Re: [syzbot] INFO: rcu detected stall in tx

From: Alan Stern
Date: Wed May 19 2021 - 22:01:24 EST


On Wed, May 19, 2021 at 07:38:52PM +0000, Thinh Nguyen wrote:
> Hi Alan,
>
> Sorry if this diverges from the thread, but I've been wondering whether
> to add a change for this also.
>
> For xHCI hosts, after transactions errors, the endpoint will enter
> halted state.

No. You are misreading the xHCI spec. Section 4.6.8 says:

... the state of the associated Endpoint Context is set to
Halted...

Note this carefully. It says "Endpoint Context", not "endpoint".

The endpoint is part of the device, whereas the endpoint context is part
of the host controller. The device doesn't know when a transaction
error has occurred; consequently such errors do not affect the endpoint.
The host controller does know, and consequently such errors do affect
the endpoint context.

> The driver will attempt a few soft-retries before giving
> up. According to the xHCI spec (section 4.6.8), a host may send a
> ClearFeature(endpoint_halt) to recover and restart the transfer (see

Not quite. The section of the spec you're talking about says:

Software shall execute the following sequence to “reset a
pipe”.... Issue a ClearFeature(ENDPOINT_HALT) request to
device.

It does not say the host controller will do this; it says that software
will do it.

> "reset a pipe" in xhci spec), and the class driver can handle this after
> receiving something like -EPROTO from xhci.
>
> However, as you've pointed out, some devices don't like
> ClearFeature(ep_halt) and may not properly synchronize with the host on
> where it should restart.
>
> Some OS (such as Windows) do this. Not sure if we also want this?

**DATA SEGMENT**

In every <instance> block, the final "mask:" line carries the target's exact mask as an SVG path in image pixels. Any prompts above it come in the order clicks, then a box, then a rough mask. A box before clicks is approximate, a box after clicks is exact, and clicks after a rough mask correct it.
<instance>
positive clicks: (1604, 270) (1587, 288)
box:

**TASK ITEM A**
For the xHCI halt-recovery thread, decide whether each statement agrees with it. Answer yes or no for each and quote the deciding words. (i) Transaction errors affect the endpoint on the device. (ii) The cited spec passage assigns the ClearFeature(ENDPOINT_HALT) request to software rather than to the host controller. (iii) Windows is named as an OS that performs this recovery.
**TASK ITEM B**
Pick up the xHCI halt-recovery thread right after its final line and write what comes next.
The data has no connection to the xHCI halt-recovery thread.

**EXPECTED ANSWER A**
(i) No: "consequently such errors do not affect the endpoint."
(ii) Yes: "It does not say the host controller will do this; it says that software will do it."
(iii) Yes: "Some OS (such as Windows) do this."

**EXPECTED ANSWER B**
In general we should do the same thing as Windows does, because most
hardware designers test their equipment on Windows systems but
relatively few test on Linux systems.

> Currently the recovery is just a timeout and a port reset from the class

This depends on the driver. Some perform no recovery at all.

> driver, but the timeout is usually defaulted to a long time (e.g. 30
> seconds for storage class driver).

That 30-second timeout in the mass-storage driver applies in situations
where a command fails to complete, not in situations where it completes
quickly but with a -EPROTO or -EPIPE error.

The fact is that only a small percentage of -EPROTO errors are
recoverable. Some of them can be handled by a port reset, which can be
pretty awkward to perform but does occasionally work. A lot of them
occur because the USB cable has been unplugged; obviously there's no way
to recover from that. With only a few exceptions, the best and simplest
approach is not to try to recover at all.

For the case in question (the syzbot bug report that started this
thread), the class driver doesn't try to perform any recovery. It just
resubmits the URB, getting into a tight retry loop which consumes too
much CPU time. Simply giving up would be preferable.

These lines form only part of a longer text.